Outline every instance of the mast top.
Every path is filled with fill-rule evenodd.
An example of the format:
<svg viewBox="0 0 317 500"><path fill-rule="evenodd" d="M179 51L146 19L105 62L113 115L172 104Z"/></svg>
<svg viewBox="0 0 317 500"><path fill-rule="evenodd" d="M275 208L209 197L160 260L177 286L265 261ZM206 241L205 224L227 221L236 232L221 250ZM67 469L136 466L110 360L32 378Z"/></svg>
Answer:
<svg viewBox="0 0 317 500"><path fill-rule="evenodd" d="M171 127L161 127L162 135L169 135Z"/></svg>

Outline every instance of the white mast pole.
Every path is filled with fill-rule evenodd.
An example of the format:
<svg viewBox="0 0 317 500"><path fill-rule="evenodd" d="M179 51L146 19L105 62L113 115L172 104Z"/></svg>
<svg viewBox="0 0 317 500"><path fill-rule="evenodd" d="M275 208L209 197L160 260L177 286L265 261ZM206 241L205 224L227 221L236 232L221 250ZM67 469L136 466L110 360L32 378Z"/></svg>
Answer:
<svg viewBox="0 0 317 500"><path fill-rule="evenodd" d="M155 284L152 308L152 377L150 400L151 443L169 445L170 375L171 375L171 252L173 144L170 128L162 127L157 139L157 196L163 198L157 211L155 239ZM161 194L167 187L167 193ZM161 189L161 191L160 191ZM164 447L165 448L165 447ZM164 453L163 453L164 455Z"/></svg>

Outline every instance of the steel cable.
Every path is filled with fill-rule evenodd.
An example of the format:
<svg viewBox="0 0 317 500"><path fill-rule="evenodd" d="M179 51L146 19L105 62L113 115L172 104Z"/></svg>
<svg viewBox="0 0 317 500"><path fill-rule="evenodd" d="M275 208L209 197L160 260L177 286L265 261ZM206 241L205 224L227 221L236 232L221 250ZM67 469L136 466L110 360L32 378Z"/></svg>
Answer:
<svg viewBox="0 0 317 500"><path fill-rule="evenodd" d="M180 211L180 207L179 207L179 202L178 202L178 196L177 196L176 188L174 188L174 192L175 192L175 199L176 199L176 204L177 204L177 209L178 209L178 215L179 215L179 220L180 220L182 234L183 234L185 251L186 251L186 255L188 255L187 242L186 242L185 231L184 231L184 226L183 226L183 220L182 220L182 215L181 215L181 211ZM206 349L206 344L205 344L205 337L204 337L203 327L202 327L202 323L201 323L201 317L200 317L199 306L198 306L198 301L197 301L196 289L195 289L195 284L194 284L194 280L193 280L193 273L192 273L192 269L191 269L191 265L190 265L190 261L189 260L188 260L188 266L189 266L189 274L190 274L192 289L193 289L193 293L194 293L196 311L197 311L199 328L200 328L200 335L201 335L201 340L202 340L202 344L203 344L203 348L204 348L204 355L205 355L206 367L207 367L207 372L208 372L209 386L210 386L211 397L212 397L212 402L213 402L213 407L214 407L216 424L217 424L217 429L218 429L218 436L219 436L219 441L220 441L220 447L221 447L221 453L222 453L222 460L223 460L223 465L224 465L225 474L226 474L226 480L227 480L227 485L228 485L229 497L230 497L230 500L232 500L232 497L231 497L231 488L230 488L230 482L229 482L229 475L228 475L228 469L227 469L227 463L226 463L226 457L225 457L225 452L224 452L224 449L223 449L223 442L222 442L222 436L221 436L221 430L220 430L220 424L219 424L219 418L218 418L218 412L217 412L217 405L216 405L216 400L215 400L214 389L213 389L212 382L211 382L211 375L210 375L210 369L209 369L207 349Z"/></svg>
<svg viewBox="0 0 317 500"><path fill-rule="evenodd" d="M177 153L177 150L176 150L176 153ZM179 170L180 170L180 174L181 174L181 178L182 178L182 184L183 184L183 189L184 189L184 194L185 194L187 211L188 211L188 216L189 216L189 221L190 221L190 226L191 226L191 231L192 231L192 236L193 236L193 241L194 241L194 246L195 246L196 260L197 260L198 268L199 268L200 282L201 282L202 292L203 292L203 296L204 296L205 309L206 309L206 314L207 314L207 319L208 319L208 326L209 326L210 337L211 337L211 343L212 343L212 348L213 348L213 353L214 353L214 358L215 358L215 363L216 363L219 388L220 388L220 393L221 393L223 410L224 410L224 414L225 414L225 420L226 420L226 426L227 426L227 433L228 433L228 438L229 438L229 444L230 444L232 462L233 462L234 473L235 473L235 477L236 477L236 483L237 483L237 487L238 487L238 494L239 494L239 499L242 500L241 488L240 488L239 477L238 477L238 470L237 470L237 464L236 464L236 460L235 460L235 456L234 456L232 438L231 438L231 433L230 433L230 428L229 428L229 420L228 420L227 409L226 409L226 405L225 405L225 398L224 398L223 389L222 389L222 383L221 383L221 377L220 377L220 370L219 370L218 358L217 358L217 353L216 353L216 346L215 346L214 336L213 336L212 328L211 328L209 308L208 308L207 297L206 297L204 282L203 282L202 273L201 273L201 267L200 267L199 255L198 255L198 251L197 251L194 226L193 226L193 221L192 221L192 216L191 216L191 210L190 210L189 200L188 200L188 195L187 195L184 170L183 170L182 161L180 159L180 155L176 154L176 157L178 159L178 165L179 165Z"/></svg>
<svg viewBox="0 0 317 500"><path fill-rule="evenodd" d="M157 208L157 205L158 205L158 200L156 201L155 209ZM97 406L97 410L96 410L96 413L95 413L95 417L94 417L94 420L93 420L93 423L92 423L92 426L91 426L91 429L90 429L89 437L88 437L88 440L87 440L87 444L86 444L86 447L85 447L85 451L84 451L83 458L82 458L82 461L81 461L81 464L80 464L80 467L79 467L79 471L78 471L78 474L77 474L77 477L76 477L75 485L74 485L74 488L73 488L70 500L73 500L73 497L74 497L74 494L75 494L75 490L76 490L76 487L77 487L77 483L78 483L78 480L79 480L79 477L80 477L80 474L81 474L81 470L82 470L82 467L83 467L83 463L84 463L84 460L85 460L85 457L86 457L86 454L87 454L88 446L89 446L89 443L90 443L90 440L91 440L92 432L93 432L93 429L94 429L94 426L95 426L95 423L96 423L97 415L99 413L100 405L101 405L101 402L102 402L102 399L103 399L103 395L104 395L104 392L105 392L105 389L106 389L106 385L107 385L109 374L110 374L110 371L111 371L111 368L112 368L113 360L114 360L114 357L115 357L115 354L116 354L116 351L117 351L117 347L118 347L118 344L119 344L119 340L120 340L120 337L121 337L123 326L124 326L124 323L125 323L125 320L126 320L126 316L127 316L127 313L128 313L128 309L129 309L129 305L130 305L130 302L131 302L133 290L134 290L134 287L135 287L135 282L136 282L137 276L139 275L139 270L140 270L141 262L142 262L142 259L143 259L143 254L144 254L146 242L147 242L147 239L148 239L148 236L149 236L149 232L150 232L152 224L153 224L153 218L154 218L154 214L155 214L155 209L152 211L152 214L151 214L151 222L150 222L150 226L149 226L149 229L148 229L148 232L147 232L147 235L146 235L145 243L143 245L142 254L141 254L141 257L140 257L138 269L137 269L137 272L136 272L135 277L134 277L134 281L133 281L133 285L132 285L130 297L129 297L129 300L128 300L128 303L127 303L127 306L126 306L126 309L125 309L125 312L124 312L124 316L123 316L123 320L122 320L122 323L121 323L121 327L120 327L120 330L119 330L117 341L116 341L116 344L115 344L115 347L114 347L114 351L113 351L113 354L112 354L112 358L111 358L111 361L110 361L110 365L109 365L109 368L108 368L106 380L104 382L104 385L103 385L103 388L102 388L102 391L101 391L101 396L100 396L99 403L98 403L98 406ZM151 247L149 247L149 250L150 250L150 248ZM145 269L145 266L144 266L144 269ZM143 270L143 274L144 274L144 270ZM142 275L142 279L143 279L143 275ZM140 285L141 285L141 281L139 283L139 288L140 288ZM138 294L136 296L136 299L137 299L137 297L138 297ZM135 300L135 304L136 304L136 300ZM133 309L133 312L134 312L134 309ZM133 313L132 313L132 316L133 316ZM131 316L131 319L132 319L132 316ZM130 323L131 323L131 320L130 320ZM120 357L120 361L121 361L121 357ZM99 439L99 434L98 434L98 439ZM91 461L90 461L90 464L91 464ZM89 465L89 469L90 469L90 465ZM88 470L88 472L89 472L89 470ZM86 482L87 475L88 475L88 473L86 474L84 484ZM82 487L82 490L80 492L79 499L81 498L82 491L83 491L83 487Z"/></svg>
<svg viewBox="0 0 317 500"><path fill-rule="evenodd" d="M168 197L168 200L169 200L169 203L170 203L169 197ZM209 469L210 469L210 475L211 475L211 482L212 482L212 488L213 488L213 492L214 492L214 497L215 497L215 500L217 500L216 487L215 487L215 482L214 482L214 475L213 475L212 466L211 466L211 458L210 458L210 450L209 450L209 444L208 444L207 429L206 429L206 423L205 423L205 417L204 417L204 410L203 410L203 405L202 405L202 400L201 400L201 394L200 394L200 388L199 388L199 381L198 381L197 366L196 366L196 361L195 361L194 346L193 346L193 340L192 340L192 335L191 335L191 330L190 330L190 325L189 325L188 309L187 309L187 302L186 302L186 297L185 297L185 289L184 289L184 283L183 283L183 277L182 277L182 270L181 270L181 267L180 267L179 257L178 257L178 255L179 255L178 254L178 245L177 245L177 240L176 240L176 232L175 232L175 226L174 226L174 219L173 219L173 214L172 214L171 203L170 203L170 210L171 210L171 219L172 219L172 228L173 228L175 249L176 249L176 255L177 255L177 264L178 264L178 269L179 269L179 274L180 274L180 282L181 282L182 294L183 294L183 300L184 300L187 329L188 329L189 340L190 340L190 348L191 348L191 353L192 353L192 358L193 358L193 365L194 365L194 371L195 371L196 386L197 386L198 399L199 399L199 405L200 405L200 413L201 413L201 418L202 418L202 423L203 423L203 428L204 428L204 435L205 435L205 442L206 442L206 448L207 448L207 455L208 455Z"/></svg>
* * * *
● Aim of the task
When a line in the material includes the word "instance", copy it out.

● Solution
Outline every instance of the mast top.
Outline every instance of the white mast pole.
Outline every instance of the steel cable.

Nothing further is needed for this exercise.